- _Text excerpt_
— START —
• Skip to primary navigation
  • Skip to main content
  • Skip to primary sidebar

Rstats 101

Learn R Programming Tips & Tricks for Statistics and Data Science

  • Home
  • About
    • Privacy Policy
  • Show Search
Hide Search

dplyr’s anti_join() to find rows based on presence or absence in a dataframe

rstats101 · July 5, 2024 ·

In this tutorial, we will learn how to use dplyr’s anti_join() function to filter rows from one dataframe based on the presence or absence of matches in another dataframe. dplyr’s anti_join() function is extremely useful for cases when we want to find what row is present or missing in a dataframe when compared to another dataframe.

library(tidyverse)

dplyr’s anti_join() function takes two dataframes df1 and df2 as arguments and return all rows from df1 without a match in df2. Let us create two toy dataframes to illustrate how to use dplyr’s anti_join().

Here is our first dataframe df1, with three rows.

set.seed(123)
id = sample(1:5,3, replace = FALSE)
df1 <- tibble(id ,
              packages = c("dplyr", "tidyr","tibble"))
df1

# A tibble: 3 × 2
     id packages
  <int> <chr>   
1     3 dplyr   
2     2 tidyr   
3     5 tibble  

The second dataframe also has three rows.

set.seed(123)
id = sample(1:6,3, replace = FALSE)
df2 <- tibble(id,
              packages= c("dplyr","ggplot2","tidyr"))
df2

# A tibble: 3 × 2
     id packages
  <int> <chr>   
1     3 dplyr   
2     6 ggplot2 
3     2 tidyr   

Note that not all rows are the same in the two dataframes. The third row in df1 is not present in df2. Similarly second row in df2 is not present in df1.

dplyr’s anti_join() to get rows present in one dataframe but not in another

By using anti_join() on df1 and df2, we will get a new dataframe with one row that is present in df1, but not in df2. Also note that in the simple use case of anti_join(), it performed join using both the columns.
— END —
- _Data rows_
— START —
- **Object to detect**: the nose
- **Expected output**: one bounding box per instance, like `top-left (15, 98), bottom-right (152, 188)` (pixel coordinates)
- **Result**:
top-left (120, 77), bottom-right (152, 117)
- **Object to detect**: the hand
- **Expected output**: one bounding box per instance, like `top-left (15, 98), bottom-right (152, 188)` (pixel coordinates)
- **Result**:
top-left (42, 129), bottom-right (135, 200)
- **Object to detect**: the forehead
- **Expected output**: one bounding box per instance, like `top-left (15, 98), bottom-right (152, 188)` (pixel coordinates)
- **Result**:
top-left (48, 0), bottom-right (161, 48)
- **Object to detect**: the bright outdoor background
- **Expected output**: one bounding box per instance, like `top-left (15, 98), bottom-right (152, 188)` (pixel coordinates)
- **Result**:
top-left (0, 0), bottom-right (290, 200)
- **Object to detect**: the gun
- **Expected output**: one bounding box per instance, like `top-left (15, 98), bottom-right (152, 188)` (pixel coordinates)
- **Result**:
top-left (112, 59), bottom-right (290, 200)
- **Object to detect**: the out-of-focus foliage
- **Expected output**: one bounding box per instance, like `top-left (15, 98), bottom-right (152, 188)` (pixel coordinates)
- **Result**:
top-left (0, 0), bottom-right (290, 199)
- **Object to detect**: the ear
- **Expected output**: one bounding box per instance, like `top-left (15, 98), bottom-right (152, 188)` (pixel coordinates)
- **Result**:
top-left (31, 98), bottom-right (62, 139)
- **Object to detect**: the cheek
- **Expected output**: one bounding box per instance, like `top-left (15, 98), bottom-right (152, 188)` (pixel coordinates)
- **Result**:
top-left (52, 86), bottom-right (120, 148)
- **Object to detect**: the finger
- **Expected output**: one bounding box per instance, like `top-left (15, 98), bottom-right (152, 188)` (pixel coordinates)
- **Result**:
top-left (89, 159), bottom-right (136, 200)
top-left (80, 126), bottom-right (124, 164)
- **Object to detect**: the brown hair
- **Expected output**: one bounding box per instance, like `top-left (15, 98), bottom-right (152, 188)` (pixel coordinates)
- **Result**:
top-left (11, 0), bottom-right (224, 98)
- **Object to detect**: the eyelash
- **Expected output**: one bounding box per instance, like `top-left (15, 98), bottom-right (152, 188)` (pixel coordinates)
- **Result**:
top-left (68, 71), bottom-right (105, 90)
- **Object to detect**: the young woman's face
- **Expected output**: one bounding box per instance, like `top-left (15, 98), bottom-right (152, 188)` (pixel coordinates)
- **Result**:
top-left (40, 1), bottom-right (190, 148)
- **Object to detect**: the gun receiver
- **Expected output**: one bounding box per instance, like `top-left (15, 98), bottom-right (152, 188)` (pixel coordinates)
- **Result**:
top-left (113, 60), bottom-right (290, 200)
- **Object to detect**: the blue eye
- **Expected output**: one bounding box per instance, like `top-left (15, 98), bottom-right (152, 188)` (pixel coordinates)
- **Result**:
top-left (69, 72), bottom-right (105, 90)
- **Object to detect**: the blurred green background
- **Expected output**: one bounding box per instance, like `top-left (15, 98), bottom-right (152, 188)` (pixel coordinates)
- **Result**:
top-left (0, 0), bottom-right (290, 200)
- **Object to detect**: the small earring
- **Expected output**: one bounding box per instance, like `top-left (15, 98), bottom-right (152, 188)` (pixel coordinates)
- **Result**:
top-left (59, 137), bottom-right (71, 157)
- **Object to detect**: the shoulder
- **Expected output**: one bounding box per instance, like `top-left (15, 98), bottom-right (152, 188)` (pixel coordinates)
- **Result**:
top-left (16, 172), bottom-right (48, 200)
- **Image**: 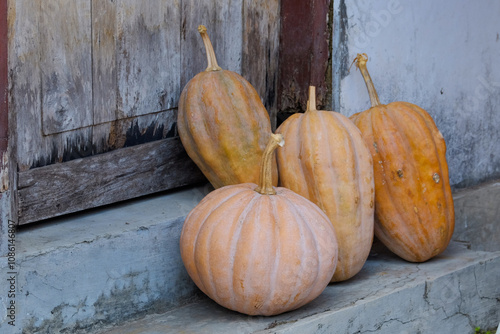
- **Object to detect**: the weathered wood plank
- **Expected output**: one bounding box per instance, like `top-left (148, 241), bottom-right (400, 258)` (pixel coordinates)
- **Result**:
top-left (92, 0), bottom-right (118, 124)
top-left (18, 138), bottom-right (205, 224)
top-left (181, 0), bottom-right (243, 88)
top-left (116, 0), bottom-right (181, 119)
top-left (8, 0), bottom-right (43, 169)
top-left (39, 0), bottom-right (93, 135)
top-left (241, 0), bottom-right (280, 129)
top-left (92, 109), bottom-right (177, 154)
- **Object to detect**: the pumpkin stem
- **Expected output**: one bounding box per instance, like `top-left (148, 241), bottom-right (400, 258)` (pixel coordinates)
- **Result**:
top-left (306, 86), bottom-right (316, 112)
top-left (354, 53), bottom-right (380, 107)
top-left (198, 25), bottom-right (222, 72)
top-left (255, 133), bottom-right (285, 195)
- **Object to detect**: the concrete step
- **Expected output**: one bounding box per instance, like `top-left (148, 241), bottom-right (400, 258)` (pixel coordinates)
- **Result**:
top-left (96, 242), bottom-right (500, 334)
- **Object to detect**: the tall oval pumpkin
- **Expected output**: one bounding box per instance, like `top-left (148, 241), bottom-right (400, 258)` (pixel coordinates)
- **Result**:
top-left (351, 54), bottom-right (455, 262)
top-left (177, 26), bottom-right (278, 188)
top-left (180, 135), bottom-right (338, 315)
top-left (277, 86), bottom-right (374, 282)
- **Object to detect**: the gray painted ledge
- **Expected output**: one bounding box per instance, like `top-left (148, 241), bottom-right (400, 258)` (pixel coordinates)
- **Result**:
top-left (101, 243), bottom-right (500, 334)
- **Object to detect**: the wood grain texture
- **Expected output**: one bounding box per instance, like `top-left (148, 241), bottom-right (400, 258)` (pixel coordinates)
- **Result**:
top-left (92, 109), bottom-right (177, 154)
top-left (181, 0), bottom-right (243, 88)
top-left (92, 0), bottom-right (118, 124)
top-left (241, 0), bottom-right (280, 129)
top-left (38, 0), bottom-right (93, 135)
top-left (18, 138), bottom-right (204, 225)
top-left (8, 0), bottom-right (279, 222)
top-left (116, 0), bottom-right (181, 118)
top-left (278, 0), bottom-right (331, 112)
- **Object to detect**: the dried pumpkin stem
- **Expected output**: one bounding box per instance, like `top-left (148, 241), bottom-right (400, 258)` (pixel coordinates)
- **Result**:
top-left (255, 133), bottom-right (285, 195)
top-left (198, 25), bottom-right (222, 72)
top-left (354, 53), bottom-right (380, 107)
top-left (306, 86), bottom-right (316, 112)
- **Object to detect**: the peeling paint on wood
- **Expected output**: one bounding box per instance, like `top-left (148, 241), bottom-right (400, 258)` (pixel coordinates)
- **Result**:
top-left (242, 0), bottom-right (280, 129)
top-left (38, 0), bottom-right (92, 135)
top-left (18, 138), bottom-right (206, 225)
top-left (8, 0), bottom-right (279, 224)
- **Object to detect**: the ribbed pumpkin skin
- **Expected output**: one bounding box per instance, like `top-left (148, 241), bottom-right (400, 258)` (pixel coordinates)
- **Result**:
top-left (277, 110), bottom-right (374, 282)
top-left (177, 59), bottom-right (278, 188)
top-left (180, 183), bottom-right (337, 316)
top-left (351, 102), bottom-right (455, 262)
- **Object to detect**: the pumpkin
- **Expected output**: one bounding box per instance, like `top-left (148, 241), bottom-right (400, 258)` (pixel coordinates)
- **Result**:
top-left (177, 26), bottom-right (278, 188)
top-left (351, 54), bottom-right (455, 262)
top-left (180, 134), bottom-right (338, 316)
top-left (277, 86), bottom-right (374, 282)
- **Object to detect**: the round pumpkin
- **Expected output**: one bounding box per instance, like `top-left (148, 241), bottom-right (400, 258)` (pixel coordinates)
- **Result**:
top-left (177, 26), bottom-right (278, 188)
top-left (351, 54), bottom-right (455, 262)
top-left (180, 134), bottom-right (338, 316)
top-left (277, 86), bottom-right (374, 282)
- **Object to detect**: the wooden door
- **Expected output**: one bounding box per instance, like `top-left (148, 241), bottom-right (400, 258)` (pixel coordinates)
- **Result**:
top-left (8, 0), bottom-right (279, 224)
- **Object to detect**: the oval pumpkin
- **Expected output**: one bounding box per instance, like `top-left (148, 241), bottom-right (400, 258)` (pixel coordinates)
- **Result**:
top-left (177, 26), bottom-right (278, 188)
top-left (277, 86), bottom-right (374, 282)
top-left (180, 135), bottom-right (338, 315)
top-left (351, 54), bottom-right (455, 262)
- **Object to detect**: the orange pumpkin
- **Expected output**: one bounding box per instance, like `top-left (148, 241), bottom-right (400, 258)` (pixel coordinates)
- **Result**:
top-left (277, 86), bottom-right (374, 282)
top-left (180, 134), bottom-right (338, 315)
top-left (351, 54), bottom-right (455, 262)
top-left (177, 26), bottom-right (278, 188)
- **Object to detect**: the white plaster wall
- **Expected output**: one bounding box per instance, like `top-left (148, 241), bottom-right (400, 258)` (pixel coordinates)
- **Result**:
top-left (333, 0), bottom-right (500, 187)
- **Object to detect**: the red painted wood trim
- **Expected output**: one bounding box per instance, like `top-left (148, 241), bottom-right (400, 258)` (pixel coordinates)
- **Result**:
top-left (0, 0), bottom-right (9, 154)
top-left (278, 0), bottom-right (331, 116)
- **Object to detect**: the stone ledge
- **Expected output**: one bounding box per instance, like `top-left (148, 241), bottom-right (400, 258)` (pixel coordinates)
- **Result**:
top-left (95, 243), bottom-right (500, 334)
top-left (0, 187), bottom-right (209, 334)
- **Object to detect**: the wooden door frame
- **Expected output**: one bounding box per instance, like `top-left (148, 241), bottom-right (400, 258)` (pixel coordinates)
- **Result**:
top-left (0, 0), bottom-right (333, 221)
top-left (278, 0), bottom-right (333, 120)
top-left (0, 0), bottom-right (9, 192)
— END —
- _Prompt 1_
In the anti_join() tutorial, what does anti_join() return when given the dataframes df1 and df2?
- _Prompt 2_
Reproduce word for word everything from "In this tutorial, we" down to "sample(1:5,3, replace = FALSE)" in the anti_join() tutorial.

- _Full answer 1_
All rows from df1 that have no match in df2.

- _Full answer 2_
In this tutorial, we will learn how to use dplyr’s anti_join() function to filter rows from one dataframe based on the presence or absence of matches in another dataframe. dplyr’s anti_join() function is extremely useful for cases when we want to find what row is present or missing in a dataframe when compared to another dataframe.

library(tidyverse)

dplyr’s anti_join() function takes two dataframes df1 and df2 as arguments and return all rows from df1 without a match in df2. Let us create two toy dataframes to illustrate how to use dplyr’s anti_join().

Here is our first dataframe df1, with three rows.

set.seed(123)
id = sample(1:5,3, replace = FALSE)